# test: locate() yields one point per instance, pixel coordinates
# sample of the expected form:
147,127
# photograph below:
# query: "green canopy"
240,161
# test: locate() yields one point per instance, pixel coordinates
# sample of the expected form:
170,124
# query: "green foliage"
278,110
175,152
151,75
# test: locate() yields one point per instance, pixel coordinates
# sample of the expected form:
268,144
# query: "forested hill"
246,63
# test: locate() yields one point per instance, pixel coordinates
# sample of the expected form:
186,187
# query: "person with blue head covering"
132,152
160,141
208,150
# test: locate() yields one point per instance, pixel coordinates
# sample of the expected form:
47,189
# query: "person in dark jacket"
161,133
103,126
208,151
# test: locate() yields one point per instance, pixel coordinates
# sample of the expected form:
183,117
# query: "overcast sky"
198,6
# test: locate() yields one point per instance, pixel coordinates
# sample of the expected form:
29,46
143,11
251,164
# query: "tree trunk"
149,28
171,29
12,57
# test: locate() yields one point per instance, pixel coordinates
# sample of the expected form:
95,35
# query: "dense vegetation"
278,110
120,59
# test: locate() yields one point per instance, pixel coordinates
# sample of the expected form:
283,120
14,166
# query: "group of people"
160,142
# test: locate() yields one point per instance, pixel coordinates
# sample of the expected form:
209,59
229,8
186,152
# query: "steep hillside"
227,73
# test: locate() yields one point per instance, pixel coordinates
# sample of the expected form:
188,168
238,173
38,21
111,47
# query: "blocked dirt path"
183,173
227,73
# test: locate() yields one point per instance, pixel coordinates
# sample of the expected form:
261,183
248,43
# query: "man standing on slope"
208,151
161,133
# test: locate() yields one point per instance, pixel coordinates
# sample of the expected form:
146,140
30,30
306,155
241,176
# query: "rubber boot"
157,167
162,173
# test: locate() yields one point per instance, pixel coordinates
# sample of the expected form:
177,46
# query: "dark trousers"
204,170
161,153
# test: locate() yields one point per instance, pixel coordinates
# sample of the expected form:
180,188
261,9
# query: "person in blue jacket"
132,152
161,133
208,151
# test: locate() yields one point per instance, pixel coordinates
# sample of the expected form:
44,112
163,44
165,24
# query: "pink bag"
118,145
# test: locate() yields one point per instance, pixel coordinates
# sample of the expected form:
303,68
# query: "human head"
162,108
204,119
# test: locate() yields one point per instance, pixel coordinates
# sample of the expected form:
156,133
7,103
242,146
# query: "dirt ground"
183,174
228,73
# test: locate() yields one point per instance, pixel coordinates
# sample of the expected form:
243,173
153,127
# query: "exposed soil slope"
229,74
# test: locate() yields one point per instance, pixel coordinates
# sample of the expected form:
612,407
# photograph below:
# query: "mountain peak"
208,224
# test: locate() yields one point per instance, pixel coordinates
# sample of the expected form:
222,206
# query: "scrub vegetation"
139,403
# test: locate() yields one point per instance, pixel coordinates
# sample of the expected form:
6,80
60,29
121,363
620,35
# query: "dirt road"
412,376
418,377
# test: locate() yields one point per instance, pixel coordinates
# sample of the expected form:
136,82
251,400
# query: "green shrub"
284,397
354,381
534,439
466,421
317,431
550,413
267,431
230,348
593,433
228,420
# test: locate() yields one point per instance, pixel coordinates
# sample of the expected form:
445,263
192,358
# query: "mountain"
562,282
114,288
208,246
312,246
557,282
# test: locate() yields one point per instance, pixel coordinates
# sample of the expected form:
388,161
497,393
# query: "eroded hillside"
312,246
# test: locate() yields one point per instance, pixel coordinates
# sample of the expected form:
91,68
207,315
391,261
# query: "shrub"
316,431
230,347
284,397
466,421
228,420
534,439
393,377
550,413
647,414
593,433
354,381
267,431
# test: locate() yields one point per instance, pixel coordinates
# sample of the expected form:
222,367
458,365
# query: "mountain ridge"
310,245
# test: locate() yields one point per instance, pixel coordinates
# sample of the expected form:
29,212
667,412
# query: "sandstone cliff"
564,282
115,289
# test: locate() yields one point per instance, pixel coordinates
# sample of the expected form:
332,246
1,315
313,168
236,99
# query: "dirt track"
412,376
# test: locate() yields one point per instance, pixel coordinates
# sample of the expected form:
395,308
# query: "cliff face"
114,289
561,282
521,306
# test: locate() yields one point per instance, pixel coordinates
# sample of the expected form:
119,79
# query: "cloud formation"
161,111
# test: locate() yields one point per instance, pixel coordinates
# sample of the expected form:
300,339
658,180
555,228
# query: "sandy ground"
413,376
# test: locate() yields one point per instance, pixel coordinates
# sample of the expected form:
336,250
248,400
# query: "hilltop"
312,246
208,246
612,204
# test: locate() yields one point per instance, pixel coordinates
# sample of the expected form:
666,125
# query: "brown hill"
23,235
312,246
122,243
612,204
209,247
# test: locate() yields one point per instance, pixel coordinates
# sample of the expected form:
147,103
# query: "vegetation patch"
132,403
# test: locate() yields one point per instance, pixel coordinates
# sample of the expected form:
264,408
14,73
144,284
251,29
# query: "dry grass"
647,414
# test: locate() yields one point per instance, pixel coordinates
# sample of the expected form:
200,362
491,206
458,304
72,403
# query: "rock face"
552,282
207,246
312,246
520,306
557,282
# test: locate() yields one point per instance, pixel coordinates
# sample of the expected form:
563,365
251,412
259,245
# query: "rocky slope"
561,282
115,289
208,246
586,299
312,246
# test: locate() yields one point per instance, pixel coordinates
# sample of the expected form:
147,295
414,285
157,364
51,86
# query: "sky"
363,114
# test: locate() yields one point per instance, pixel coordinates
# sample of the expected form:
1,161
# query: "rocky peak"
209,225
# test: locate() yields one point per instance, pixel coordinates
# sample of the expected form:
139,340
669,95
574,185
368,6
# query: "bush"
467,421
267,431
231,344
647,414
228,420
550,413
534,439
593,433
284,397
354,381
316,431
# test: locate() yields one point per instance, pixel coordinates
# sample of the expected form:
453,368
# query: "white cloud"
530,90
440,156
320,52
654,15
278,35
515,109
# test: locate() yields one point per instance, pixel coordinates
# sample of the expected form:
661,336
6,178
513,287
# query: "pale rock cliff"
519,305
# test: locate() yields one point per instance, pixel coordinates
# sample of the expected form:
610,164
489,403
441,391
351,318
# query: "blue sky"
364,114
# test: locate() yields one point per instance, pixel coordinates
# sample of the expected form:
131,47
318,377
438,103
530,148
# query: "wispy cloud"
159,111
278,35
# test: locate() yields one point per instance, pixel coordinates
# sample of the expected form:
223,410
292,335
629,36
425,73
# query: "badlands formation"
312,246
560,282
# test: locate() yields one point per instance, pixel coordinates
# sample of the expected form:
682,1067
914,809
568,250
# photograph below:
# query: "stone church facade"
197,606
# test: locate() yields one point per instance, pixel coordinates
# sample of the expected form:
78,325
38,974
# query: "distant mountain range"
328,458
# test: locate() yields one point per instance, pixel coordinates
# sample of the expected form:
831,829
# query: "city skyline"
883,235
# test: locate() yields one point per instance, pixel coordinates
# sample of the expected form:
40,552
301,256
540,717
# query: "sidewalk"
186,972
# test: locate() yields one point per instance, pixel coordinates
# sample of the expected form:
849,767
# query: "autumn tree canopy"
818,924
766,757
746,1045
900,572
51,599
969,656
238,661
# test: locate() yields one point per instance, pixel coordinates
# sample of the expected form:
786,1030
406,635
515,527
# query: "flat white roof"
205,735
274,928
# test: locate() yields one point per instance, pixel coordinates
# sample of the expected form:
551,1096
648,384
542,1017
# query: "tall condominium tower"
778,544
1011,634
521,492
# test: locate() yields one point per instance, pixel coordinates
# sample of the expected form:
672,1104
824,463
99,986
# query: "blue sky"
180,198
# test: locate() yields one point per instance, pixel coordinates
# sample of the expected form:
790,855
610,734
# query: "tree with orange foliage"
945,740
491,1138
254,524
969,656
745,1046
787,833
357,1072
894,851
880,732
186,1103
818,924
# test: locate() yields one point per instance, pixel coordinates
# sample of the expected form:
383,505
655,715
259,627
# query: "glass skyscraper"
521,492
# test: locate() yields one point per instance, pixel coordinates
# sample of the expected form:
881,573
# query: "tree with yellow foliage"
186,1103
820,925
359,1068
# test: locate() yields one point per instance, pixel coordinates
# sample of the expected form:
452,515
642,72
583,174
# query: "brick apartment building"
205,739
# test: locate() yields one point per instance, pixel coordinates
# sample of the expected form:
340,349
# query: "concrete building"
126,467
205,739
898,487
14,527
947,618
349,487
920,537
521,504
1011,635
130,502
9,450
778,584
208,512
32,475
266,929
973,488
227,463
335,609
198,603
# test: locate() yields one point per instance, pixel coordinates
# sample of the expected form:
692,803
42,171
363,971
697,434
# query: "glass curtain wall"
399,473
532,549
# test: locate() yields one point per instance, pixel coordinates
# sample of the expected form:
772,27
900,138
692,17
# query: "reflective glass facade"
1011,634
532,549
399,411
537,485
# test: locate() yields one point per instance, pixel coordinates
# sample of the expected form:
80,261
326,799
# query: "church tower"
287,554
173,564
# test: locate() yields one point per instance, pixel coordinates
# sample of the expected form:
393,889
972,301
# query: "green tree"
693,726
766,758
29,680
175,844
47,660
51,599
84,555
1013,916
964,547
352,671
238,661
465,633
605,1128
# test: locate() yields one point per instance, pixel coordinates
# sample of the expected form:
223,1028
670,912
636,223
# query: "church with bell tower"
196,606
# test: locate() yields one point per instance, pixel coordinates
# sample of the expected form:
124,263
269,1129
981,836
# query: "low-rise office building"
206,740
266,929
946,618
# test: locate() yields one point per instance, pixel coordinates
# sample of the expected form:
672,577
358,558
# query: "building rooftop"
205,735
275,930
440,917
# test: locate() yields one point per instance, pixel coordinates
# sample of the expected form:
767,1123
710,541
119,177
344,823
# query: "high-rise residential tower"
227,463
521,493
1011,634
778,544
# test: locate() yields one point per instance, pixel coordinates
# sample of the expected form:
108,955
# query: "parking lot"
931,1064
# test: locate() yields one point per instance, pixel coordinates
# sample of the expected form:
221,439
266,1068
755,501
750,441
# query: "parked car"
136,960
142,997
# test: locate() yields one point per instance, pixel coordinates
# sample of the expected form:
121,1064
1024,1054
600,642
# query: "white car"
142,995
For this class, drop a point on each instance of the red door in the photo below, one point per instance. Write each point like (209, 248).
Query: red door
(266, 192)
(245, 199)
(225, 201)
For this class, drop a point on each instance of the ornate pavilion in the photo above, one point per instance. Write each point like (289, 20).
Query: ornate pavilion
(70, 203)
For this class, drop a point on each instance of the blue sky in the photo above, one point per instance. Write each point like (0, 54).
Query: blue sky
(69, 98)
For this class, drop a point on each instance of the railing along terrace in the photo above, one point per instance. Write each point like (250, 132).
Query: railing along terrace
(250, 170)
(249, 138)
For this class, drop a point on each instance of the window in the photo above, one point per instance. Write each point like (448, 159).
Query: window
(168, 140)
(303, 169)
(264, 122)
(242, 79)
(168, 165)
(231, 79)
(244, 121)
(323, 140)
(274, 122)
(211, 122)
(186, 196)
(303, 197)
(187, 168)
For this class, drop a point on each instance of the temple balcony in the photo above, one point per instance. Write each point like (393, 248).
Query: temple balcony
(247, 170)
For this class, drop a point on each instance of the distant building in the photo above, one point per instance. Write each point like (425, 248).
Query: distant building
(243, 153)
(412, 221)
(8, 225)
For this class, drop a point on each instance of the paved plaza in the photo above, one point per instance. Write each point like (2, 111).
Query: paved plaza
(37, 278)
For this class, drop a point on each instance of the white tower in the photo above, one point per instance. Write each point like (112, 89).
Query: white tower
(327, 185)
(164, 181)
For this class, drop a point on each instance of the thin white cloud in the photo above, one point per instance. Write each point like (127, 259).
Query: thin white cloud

### [Task instructions]
Give back, exactly as written, the lines from the one with "like (393, 248)." to the last line.

### [Expected output]
For this class, drop a point on each instance of the temple balcony in the photo above, one point per instance. Write each point like (393, 248).
Query: temple balcony
(247, 170)
For this class, drop a point on each instance of the distant building in the photo above, one point per instance. Write each point like (425, 248).
Query: distant building
(243, 153)
(412, 221)
(8, 225)
For this class, drop a point on each instance of the paved plaza in the photo above, one point per instance. Write each point like (2, 111).
Query: paved plaza
(37, 278)
For this class, drop a point on each instance of the white tower in the photo above, one point per instance. Write each point like (112, 89).
Query: white tower
(327, 185)
(164, 181)
For this class, drop a point on each instance of the thin white cloud in the photo above, one point per instance. Write each point like (127, 259).
Query: thin white cloud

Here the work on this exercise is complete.